> **Actions to take**
**a.** In the passage on the Federal Tax Ombudsman, rewrite the part from "Scope of FTO" up to and including "of good governance.", replacing "accountability mechanism" with "oversight mechanism".
**b.** According to the passage on the Federal Tax Ombudsman, for how long may the FTO stay the operation of an impugned order or decision?

> **Extract provided**
Start

According to Section 11 of the Federal Ombudsmen Institutional Reforms Act of 2013, the FTO may stay the operation of an impugned order or decision for a period up to sixty days. The FTO is responsible for findings, recommendations, and contempt proceedings (equal to the Supreme Court); according to the Powers of a Civil Court under Code of Civil Procedure of 1908, this includes summoning any person and examining him on oath, enforcing the attendance of any person, compelling production of documents, receiving evidence on affidavits, and issuing commission for examination of witnesses.

Legal framework 
The FTO's legal framework consists of the following acts and reforms: the Establishment of the Office of Federal Tax Ombudsman Ordinance of 2000, the Federal Ombudsmen Institutional Reforms Act of 2013, and the Federal Tax Ombudsman Investigation and Disposal of Complaints Regulations of 2001.

Scope of FTO 
The FTO manages complaints by aggrieved existing or prospective taxpayers, references by the Hon’ble President of Pakistan, references by the Supreme Court of Pakistan or High Courts, and Own Motion Notices.

Role of FTO 
The FTO's roles include an accountability mechanism for maladministration, a support mechanism for Federal Board of Revenue (FBR) and revenue division, and the promotion of good governance.

Jurisdiction of FTO 
FTO entertains complaints against the functionaries of FBR administering laws relating to: income tax, sales tax, customs duties, and federal excise duties.

Access 
As defined in Section 2(3) of the FTO Ordinance of 2000, any person can file a complaint with the FTO if he or she feels aggrieved by any action or inaction of any functionary of the Revenue Division or FBR or its field formations which involve injustice and maladministration.

Complaints that cannot be lodged include those that are subjudice before a court or tribunal or authority on the date of receipt of the complaint; relate to assessment of income, determination of liability of tax or duty, classification or valuation of goods, interpretation of law in respect of which legal remedies of appeal are available (unless clearly intermingled with maladministration); are submitted by tax employees concerning service matters; are anonymous or pseudonymous complaints; or are time-barred complaints older than six months. (However, a time-barred complaint can be condoned by the Hon’ble FTO, if he deems it proper in the interest of justice.)

A complaint may be filed online, by email, by post, through a courier service, or in-person. A complaint may be filed on FTO's "Form A", which are available on FTO's website. An affidavit is required with the complaint and are available for free at FTO offices.

End

> **Data records**
Start

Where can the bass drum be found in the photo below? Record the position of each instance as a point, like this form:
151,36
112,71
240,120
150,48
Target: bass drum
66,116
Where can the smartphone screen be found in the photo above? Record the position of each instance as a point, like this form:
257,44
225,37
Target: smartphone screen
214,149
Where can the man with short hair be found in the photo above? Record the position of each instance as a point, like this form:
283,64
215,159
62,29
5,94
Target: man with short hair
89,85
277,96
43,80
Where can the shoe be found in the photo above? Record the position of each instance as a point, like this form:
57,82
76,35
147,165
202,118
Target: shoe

End

> **Final answers**
**a.**
Scope of FTO 
The FTO manages complaints by aggrieved existing or prospective taxpayers, references by the Hon’ble President of Pakistan, references by the Supreme Court of Pakistan or High Courts, and Own Motion Notices.

Role of FTO 
The FTO's roles include an oversight mechanism for maladministration, a support mechanism for Federal Board of Revenue (FBR) and revenue division, and the promotion of good governance.

**b.** For a period of up to sixty days.